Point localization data
Start of Block
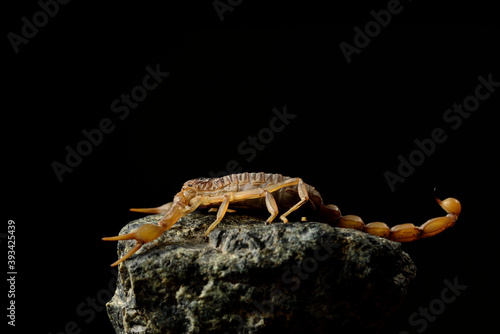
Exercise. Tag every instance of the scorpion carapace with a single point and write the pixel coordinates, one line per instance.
(273, 192)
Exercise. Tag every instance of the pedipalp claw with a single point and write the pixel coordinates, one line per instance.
(144, 234)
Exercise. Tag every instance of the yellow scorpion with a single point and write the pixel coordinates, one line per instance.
(275, 192)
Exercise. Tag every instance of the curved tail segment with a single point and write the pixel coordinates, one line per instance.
(408, 232)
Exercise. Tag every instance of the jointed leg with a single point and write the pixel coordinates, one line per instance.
(304, 197)
(272, 207)
(220, 214)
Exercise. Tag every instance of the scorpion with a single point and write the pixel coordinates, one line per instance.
(274, 192)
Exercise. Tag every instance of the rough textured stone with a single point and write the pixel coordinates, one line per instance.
(249, 277)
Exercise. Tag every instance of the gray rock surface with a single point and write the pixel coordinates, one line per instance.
(249, 277)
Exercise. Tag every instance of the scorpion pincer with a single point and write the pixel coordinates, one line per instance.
(275, 192)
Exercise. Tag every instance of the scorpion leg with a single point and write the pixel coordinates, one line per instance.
(149, 232)
(272, 207)
(220, 214)
(303, 194)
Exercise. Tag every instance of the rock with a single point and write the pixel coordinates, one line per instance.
(249, 277)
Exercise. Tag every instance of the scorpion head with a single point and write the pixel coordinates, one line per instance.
(201, 183)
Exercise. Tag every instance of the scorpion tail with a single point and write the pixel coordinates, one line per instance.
(159, 210)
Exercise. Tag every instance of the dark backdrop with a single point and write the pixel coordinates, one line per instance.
(349, 119)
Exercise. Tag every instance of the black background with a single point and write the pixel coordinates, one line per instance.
(352, 122)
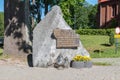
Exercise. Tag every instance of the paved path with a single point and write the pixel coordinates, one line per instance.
(23, 72)
(112, 61)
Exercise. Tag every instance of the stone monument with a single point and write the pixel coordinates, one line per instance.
(16, 35)
(54, 42)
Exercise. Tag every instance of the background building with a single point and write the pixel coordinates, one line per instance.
(108, 13)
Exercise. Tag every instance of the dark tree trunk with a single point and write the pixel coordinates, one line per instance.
(46, 7)
(16, 35)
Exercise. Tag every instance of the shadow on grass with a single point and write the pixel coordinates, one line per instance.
(30, 60)
(106, 45)
(98, 51)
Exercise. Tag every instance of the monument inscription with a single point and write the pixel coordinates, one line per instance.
(66, 38)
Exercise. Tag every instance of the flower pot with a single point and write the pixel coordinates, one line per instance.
(77, 64)
(88, 64)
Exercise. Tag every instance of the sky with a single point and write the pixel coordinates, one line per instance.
(2, 3)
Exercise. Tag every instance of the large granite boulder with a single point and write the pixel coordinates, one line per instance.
(45, 52)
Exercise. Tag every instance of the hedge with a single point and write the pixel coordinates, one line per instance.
(95, 31)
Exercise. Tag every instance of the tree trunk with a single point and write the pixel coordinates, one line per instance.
(16, 35)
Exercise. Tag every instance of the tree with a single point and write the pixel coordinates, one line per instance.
(92, 17)
(68, 8)
(1, 23)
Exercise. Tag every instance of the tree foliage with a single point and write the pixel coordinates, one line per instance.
(69, 8)
(1, 23)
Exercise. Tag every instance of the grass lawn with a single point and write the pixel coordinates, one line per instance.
(98, 46)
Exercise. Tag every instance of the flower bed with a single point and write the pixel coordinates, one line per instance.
(81, 62)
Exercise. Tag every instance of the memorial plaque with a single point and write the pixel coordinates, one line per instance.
(66, 38)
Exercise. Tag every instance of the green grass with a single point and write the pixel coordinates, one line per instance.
(98, 46)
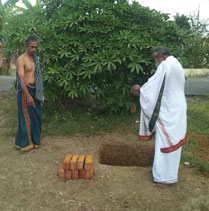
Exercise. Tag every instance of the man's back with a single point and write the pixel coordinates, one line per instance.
(26, 68)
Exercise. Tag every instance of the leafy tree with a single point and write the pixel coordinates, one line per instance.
(95, 48)
(182, 21)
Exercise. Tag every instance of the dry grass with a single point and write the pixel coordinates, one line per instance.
(29, 180)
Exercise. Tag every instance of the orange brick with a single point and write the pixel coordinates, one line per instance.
(82, 174)
(61, 172)
(74, 174)
(66, 164)
(89, 173)
(88, 162)
(68, 174)
(80, 162)
(73, 162)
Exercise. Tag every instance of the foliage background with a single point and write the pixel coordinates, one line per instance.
(97, 49)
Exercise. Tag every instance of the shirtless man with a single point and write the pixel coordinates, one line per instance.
(26, 69)
(29, 97)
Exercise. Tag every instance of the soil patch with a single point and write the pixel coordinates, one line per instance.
(127, 155)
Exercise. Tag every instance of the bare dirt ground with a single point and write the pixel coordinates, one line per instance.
(29, 181)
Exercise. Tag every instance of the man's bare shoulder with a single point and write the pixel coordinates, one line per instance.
(21, 58)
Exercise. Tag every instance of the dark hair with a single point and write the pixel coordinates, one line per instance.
(160, 50)
(31, 38)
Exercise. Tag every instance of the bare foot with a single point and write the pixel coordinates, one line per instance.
(161, 185)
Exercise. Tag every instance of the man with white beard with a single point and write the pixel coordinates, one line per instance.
(163, 113)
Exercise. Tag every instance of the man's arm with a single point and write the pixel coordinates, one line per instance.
(135, 90)
(21, 73)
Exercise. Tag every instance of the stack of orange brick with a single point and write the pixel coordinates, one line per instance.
(76, 167)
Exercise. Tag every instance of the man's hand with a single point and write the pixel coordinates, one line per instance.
(135, 90)
(30, 101)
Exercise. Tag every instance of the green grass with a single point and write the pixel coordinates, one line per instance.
(198, 115)
(77, 119)
(57, 121)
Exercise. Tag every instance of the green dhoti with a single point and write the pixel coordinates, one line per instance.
(29, 120)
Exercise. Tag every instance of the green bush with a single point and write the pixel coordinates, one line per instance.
(95, 48)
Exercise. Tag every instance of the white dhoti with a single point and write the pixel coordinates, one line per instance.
(163, 113)
(165, 165)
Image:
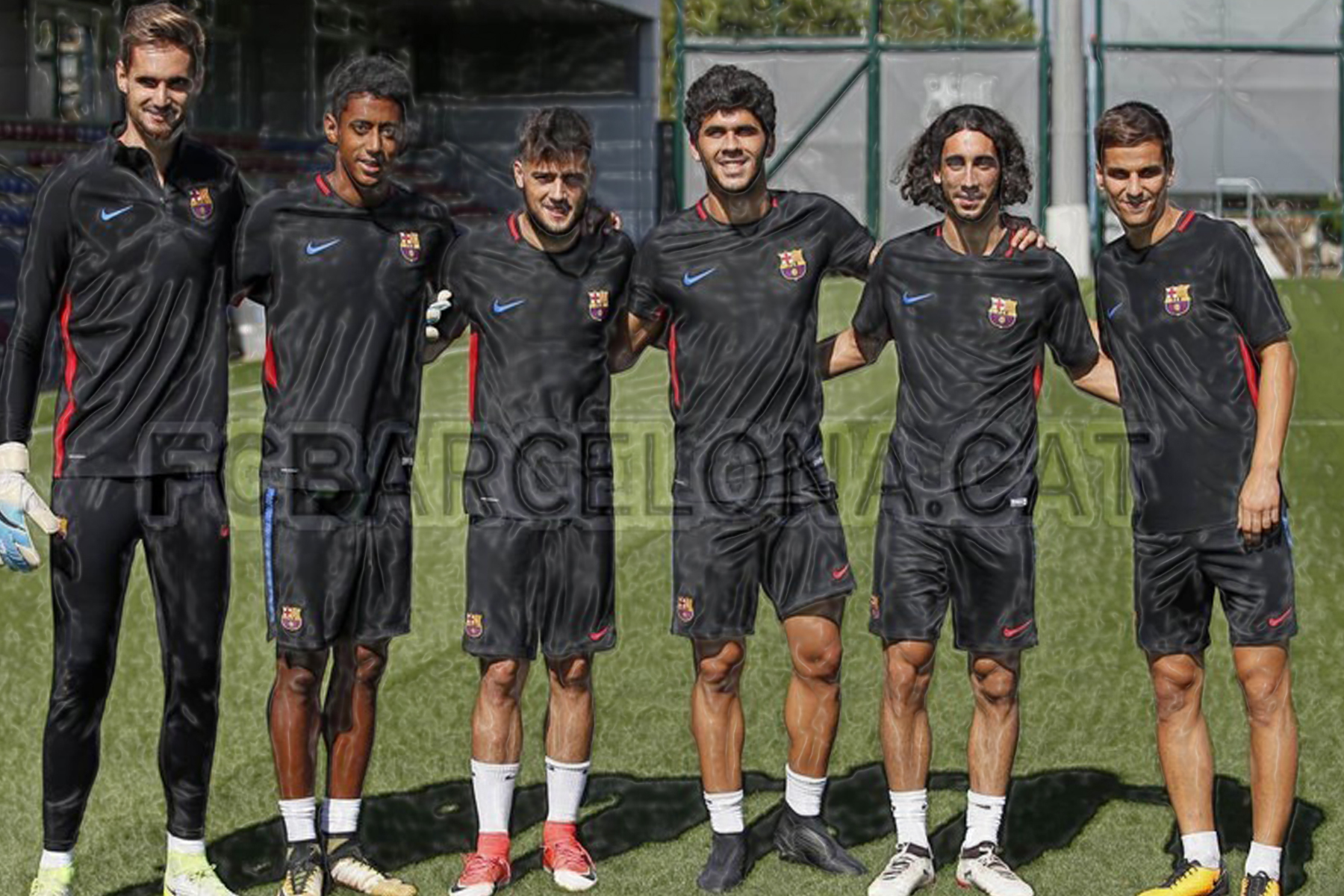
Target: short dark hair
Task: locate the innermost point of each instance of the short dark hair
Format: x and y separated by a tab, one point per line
End of Block
Problem to solve |
Give back word for word the lines from the one containing "Exercise. Tag every instance of the white" through the final line of the data above. Pictures are to be left out.

Answer space |
Exercise. Tag every instance of the white dhoti with a single point and write the pixel coordinates, one line per instance.
(163, 113)
(165, 165)
Image:
Target: short dark hair
Task: locate the innermost point of each instance of the short dark hair
Format: x and y separated by a tab, one point per line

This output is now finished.